- [Activity]
Which lines run from the one containing "Query: sledgehammer" through the end of the entries? Restate them word for word, and only those.

- [Exercise materials]
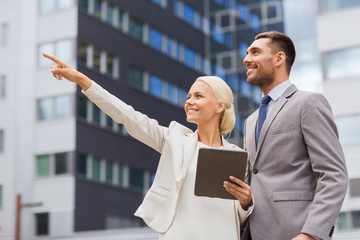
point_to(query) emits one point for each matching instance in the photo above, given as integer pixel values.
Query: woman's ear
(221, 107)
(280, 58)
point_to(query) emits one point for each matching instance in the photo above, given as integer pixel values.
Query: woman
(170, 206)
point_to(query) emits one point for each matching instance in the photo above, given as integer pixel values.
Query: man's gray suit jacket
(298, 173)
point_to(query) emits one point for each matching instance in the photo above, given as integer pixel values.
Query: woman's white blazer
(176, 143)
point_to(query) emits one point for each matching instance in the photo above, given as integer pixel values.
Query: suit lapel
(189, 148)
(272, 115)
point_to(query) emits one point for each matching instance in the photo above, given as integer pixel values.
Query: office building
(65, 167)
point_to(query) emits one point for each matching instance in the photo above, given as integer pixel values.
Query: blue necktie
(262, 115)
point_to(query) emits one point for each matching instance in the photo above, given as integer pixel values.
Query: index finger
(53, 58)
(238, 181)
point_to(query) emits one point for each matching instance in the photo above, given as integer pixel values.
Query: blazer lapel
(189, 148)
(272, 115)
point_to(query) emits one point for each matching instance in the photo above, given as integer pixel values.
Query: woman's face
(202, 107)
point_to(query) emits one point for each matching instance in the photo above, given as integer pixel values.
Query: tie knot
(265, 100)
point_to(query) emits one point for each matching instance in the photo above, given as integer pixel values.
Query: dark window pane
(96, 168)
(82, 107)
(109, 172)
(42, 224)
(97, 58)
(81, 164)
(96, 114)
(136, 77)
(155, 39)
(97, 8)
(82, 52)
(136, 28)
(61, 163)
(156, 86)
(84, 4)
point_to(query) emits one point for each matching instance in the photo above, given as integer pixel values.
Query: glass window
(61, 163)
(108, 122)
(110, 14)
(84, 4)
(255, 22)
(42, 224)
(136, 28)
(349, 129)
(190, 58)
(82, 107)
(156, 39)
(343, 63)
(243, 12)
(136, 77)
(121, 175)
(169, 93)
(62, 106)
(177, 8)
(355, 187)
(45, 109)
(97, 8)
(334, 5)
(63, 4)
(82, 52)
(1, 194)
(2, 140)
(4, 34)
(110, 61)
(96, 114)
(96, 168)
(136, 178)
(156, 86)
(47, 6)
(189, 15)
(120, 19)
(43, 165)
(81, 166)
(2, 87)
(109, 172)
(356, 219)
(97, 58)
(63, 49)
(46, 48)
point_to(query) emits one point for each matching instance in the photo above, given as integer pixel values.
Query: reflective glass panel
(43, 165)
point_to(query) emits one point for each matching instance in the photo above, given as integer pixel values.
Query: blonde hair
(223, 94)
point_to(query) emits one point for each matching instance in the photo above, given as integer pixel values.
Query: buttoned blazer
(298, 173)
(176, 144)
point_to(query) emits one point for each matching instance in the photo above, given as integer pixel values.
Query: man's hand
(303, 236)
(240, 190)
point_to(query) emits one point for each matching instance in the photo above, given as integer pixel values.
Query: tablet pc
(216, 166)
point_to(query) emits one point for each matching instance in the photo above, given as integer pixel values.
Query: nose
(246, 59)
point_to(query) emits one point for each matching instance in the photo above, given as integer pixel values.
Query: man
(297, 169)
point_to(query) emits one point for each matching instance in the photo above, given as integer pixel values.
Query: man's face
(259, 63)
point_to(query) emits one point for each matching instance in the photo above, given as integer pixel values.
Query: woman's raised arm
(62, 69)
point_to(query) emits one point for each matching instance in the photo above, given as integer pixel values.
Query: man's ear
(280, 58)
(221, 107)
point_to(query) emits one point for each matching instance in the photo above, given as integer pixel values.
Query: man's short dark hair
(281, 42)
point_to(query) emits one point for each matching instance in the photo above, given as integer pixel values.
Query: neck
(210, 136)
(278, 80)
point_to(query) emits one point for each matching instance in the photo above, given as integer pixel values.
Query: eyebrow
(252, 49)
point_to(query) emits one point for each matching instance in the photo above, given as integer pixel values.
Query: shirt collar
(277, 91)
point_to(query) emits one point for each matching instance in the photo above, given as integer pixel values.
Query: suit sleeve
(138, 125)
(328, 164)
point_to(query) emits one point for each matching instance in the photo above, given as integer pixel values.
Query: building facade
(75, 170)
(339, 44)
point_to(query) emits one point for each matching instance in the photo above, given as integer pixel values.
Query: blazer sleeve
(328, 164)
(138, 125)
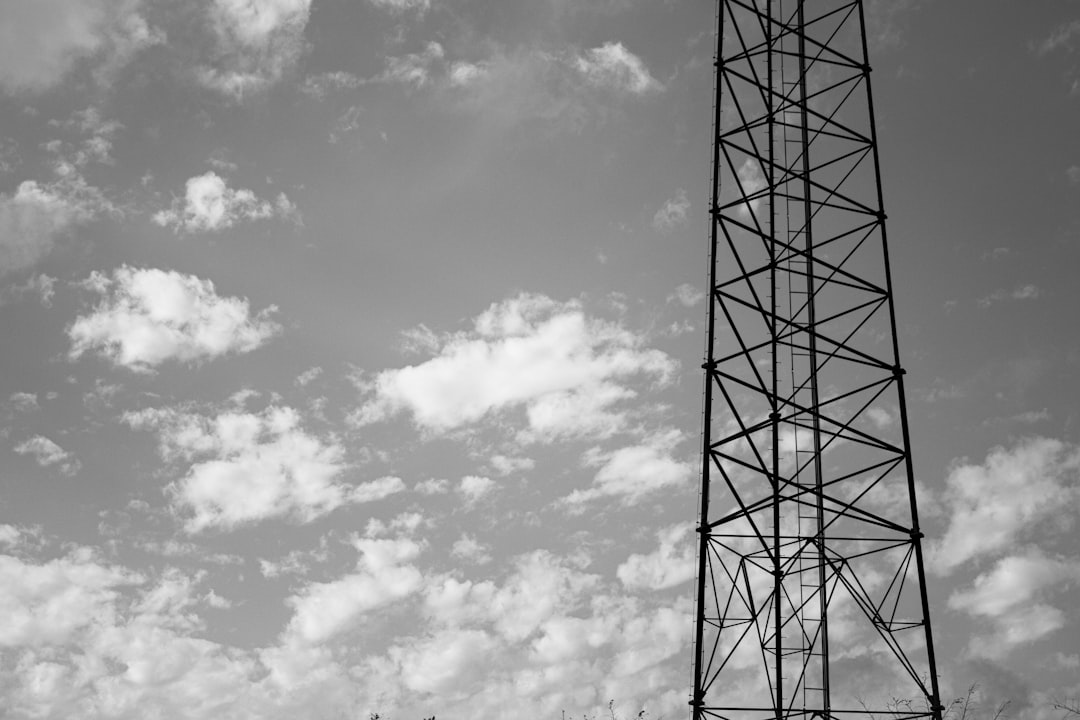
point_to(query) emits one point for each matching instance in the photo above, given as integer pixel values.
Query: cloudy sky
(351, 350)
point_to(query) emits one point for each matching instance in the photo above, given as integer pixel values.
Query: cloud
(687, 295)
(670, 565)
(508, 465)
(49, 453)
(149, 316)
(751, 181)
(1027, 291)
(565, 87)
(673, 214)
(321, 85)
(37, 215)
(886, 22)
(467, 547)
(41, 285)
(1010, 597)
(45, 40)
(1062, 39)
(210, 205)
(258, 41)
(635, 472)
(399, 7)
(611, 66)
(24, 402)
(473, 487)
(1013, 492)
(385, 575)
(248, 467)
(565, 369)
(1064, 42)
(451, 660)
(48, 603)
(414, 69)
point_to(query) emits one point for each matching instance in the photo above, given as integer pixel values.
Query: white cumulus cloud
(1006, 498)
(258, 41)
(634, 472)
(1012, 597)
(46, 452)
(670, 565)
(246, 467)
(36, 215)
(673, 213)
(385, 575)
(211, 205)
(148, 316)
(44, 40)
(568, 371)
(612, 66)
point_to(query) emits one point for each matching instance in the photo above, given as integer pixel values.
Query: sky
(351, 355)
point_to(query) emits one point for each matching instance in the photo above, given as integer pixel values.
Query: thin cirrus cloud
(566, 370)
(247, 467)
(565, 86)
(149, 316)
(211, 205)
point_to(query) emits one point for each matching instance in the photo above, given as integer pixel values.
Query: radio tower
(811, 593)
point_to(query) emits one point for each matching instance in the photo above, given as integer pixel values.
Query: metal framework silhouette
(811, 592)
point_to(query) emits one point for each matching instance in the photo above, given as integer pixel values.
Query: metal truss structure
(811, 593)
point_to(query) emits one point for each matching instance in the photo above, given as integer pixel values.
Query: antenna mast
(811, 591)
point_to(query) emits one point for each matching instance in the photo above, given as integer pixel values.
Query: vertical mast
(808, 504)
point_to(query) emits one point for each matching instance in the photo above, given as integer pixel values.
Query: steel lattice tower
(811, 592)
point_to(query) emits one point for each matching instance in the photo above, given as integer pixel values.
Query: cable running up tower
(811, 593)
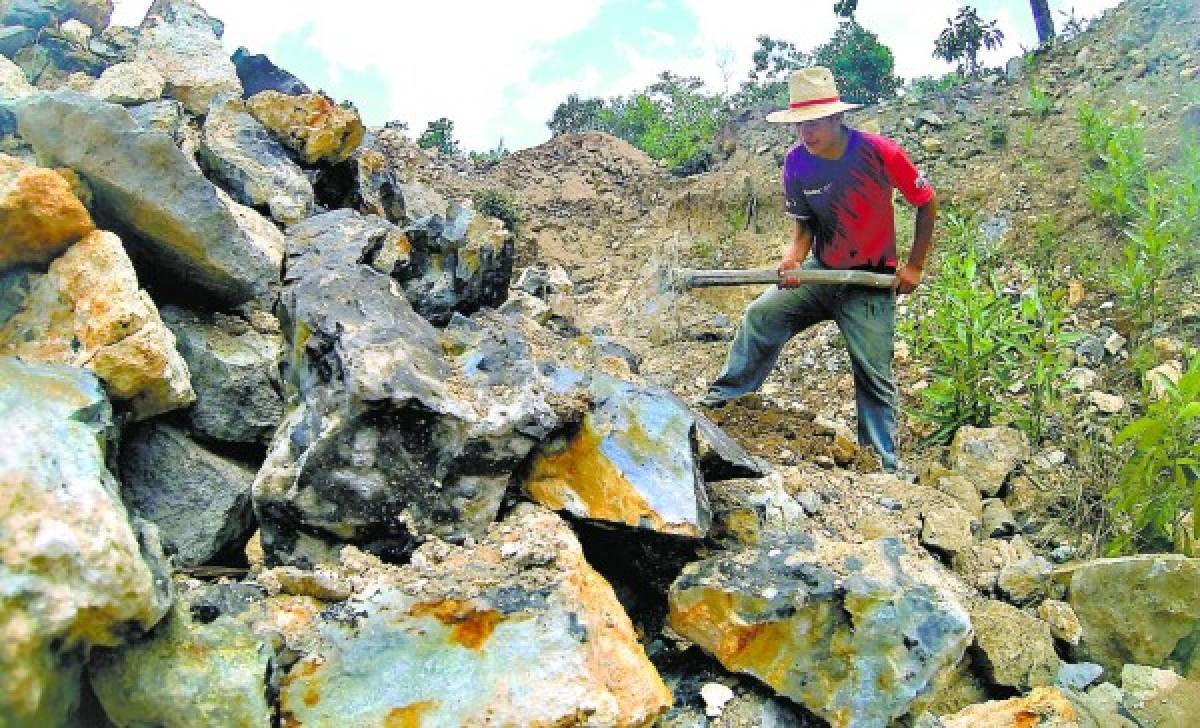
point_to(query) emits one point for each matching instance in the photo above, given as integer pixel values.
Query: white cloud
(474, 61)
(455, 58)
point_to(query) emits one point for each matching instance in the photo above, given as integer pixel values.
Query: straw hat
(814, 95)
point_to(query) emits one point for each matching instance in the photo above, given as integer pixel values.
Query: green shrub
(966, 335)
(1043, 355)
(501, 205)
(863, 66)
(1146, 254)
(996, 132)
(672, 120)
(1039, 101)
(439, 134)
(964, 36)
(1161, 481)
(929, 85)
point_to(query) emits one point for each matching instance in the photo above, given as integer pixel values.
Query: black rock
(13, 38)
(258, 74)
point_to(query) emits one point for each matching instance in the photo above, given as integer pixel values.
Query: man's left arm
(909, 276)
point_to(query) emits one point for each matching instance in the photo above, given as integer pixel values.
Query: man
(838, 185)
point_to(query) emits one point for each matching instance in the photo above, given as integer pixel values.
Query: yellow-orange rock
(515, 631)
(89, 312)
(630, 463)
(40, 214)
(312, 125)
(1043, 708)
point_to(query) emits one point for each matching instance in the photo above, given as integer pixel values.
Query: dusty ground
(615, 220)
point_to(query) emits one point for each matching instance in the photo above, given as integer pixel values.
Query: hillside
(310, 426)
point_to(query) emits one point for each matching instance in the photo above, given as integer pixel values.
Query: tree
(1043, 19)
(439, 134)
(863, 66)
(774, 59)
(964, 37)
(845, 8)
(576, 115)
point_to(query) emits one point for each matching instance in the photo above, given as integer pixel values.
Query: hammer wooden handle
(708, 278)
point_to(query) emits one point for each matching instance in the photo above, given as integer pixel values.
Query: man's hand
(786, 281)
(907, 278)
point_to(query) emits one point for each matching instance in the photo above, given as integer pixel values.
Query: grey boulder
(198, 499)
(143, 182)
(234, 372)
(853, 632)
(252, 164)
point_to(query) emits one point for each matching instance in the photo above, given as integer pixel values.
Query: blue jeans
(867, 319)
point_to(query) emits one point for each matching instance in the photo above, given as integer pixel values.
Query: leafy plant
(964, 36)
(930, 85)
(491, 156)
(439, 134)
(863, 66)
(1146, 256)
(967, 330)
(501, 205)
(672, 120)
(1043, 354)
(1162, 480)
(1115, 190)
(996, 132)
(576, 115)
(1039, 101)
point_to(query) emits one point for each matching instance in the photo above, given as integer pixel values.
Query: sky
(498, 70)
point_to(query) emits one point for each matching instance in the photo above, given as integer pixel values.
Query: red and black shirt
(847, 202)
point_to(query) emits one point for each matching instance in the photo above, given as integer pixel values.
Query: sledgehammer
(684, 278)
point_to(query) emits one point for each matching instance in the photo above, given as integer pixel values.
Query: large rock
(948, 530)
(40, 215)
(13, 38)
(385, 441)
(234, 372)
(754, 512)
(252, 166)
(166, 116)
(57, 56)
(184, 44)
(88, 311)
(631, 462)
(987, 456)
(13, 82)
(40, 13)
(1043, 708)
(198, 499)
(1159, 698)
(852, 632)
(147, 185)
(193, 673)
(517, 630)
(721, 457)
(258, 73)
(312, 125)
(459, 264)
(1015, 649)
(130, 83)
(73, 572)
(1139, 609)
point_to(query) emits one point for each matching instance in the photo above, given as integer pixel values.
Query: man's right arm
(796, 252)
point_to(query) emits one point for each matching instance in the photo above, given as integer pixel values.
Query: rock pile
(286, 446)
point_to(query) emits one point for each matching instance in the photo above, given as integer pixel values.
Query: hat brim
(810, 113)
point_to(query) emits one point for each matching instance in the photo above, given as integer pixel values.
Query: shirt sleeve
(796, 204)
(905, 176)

- [Result of this exercise]
Query: sledgehammer
(684, 278)
point_to(query) emits one point for each matching instance in the photo above, given as integer pixel values.
Query: large rock
(948, 530)
(40, 215)
(13, 38)
(385, 441)
(234, 372)
(754, 512)
(252, 166)
(166, 116)
(57, 56)
(184, 44)
(88, 311)
(631, 462)
(987, 456)
(13, 82)
(40, 13)
(1043, 708)
(198, 499)
(1159, 698)
(852, 632)
(147, 185)
(193, 673)
(517, 630)
(721, 457)
(258, 73)
(312, 125)
(459, 264)
(1015, 649)
(130, 83)
(73, 572)
(1139, 609)
point_to(query) emits one point for each matching instance in the photo above, given as integer pixel values.
Query: man's right arm
(796, 252)
point_to(query) emits one point for each matching instance in the photo above, given as integer pixel values.
Query: rock pile
(286, 446)
point_to(query) emits one point for each matching instance in the photo above, given as integer pixel values.
Query: hat brim
(810, 113)
point_to(query) emits one point for each matching instance in the photo above, given as integer pixel values.
Query: shirt sleeve
(796, 204)
(905, 176)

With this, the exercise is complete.